═══ Data provided ═══
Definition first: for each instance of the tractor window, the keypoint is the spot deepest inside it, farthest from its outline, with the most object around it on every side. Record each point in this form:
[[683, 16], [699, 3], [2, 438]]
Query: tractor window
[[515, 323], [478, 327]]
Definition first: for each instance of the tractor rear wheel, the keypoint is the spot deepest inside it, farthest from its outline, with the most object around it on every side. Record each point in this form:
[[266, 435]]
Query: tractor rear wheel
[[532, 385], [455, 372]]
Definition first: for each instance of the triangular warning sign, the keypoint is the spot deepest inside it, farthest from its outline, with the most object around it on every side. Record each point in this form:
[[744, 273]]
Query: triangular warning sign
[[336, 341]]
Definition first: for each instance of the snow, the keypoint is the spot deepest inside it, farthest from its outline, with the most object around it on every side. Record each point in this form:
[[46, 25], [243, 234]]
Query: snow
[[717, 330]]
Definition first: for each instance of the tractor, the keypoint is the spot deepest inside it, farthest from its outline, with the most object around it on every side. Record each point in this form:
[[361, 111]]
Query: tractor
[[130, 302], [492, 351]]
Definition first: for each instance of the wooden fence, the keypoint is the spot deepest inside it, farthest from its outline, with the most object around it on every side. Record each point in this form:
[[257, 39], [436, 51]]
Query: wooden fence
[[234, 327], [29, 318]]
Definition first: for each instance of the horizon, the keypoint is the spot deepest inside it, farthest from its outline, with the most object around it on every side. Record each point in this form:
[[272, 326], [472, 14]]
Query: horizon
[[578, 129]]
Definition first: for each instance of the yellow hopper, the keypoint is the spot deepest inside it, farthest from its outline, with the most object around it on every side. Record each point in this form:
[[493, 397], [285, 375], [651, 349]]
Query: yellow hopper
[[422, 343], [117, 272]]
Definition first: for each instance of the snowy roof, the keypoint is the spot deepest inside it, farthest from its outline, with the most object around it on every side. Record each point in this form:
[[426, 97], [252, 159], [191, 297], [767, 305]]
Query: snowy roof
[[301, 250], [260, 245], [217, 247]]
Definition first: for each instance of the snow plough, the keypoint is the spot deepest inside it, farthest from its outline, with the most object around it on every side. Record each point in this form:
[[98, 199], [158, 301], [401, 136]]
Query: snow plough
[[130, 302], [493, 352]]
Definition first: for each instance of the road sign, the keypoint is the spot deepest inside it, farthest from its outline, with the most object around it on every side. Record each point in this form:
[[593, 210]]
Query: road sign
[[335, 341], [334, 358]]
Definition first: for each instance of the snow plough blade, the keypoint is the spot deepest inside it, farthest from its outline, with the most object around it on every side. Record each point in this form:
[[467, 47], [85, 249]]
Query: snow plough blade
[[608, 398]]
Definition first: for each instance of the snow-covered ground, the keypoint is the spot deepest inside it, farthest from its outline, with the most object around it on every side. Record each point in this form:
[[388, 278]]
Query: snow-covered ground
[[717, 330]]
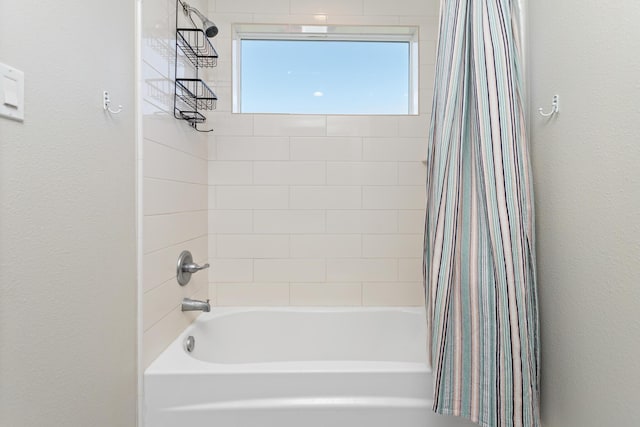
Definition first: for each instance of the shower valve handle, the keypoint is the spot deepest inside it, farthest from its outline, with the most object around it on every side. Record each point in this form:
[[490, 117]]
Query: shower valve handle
[[192, 268], [186, 267]]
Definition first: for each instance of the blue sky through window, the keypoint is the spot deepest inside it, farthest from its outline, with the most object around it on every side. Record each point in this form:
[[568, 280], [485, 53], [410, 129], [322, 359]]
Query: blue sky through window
[[325, 77]]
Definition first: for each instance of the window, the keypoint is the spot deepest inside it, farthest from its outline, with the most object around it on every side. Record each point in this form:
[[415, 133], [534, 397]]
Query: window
[[325, 70]]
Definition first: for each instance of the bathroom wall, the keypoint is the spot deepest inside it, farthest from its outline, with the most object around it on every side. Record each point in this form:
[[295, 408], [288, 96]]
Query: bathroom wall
[[586, 168], [318, 209], [67, 217], [173, 162]]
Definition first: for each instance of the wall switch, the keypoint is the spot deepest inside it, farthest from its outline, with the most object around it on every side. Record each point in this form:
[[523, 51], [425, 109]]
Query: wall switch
[[11, 93]]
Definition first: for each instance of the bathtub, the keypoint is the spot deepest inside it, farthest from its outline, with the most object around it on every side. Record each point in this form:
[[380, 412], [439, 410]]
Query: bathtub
[[296, 367]]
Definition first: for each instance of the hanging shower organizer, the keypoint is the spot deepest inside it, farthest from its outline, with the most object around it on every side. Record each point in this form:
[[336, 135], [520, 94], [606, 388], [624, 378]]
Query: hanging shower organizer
[[193, 95]]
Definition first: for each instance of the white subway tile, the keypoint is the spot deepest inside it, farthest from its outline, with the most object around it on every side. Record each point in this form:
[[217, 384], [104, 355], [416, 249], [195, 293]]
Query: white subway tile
[[290, 270], [292, 19], [161, 231], [362, 173], [401, 197], [410, 270], [231, 270], [160, 335], [229, 124], [380, 126], [361, 270], [252, 148], [395, 149], [165, 162], [326, 148], [411, 221], [326, 7], [252, 294], [327, 197], [230, 221], [163, 128], [212, 294], [289, 125], [391, 245], [400, 7], [230, 173], [252, 246], [416, 126], [252, 197], [412, 173], [163, 197], [290, 221], [326, 294], [326, 245], [362, 20], [393, 294], [225, 20], [427, 52], [252, 6], [289, 173], [212, 192], [362, 221]]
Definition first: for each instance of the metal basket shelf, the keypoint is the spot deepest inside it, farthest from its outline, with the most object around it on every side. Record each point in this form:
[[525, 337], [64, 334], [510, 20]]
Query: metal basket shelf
[[196, 94], [196, 46], [192, 117]]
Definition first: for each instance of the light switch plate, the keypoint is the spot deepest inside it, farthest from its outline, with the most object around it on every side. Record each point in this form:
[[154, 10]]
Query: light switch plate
[[11, 93]]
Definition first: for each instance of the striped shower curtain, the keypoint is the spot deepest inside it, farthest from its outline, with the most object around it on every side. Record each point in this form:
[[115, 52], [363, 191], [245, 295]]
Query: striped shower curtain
[[479, 250]]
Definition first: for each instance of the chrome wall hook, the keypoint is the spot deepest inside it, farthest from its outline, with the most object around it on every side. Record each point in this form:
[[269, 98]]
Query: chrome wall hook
[[555, 107], [106, 104]]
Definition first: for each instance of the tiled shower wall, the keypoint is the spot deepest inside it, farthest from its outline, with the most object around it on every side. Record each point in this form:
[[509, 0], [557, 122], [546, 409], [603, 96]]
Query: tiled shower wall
[[317, 209], [174, 191]]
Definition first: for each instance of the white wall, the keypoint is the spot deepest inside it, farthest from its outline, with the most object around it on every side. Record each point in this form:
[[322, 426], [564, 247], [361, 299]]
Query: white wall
[[586, 168], [174, 169], [318, 209], [67, 218]]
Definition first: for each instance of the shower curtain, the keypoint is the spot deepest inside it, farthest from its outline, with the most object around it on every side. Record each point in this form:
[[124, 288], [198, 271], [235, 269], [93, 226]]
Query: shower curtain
[[479, 250]]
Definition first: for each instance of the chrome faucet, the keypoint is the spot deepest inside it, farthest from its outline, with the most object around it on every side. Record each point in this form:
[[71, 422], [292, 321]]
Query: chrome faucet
[[189, 304]]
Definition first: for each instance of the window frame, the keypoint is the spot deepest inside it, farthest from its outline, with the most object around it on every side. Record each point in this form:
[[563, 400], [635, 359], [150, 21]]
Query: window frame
[[374, 33]]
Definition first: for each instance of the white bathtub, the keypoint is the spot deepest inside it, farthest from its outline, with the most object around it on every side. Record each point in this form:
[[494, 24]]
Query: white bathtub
[[296, 367]]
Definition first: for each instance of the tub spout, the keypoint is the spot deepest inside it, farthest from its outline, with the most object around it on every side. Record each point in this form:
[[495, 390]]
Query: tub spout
[[189, 304]]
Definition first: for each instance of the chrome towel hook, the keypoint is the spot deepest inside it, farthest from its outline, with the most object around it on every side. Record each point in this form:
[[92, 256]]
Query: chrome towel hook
[[106, 103], [555, 107]]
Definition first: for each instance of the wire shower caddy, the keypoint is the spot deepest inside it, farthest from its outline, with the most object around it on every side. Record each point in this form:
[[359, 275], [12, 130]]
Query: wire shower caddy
[[193, 95]]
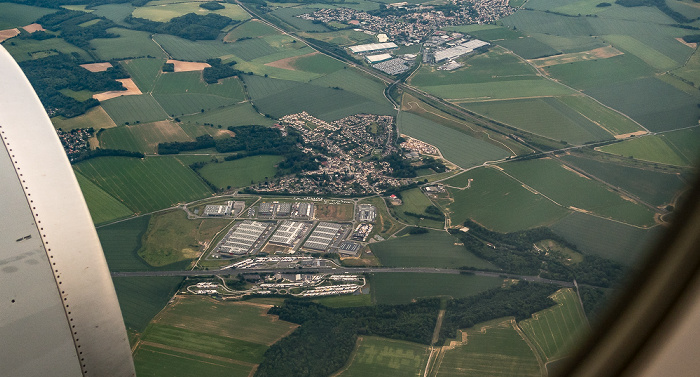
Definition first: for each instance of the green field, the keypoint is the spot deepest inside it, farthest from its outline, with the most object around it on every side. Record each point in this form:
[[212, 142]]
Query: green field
[[433, 249], [546, 117], [648, 148], [130, 44], [378, 357], [242, 172], [145, 185], [654, 187], [141, 298], [144, 72], [103, 207], [401, 288], [457, 147], [132, 109], [96, 118], [572, 190], [555, 330], [608, 239], [499, 203], [491, 350]]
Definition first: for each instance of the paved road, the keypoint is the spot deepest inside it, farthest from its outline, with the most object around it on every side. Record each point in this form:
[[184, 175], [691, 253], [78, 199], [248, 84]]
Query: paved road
[[340, 270]]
═══
Copy out the entries word for word, starting at the line that has "Definition first: for each instance of the tractor rear" and ending after the line that has "[[532, 385], [455, 372]]".

Definition first: for each instance of the tractor rear wheel, the keypoint is the spot deepest inside it, farthest from its outline, with the most object around it on every side. Record each point in this form:
[[266, 435]]
Query: tractor rear wheel
[[532, 385], [455, 372]]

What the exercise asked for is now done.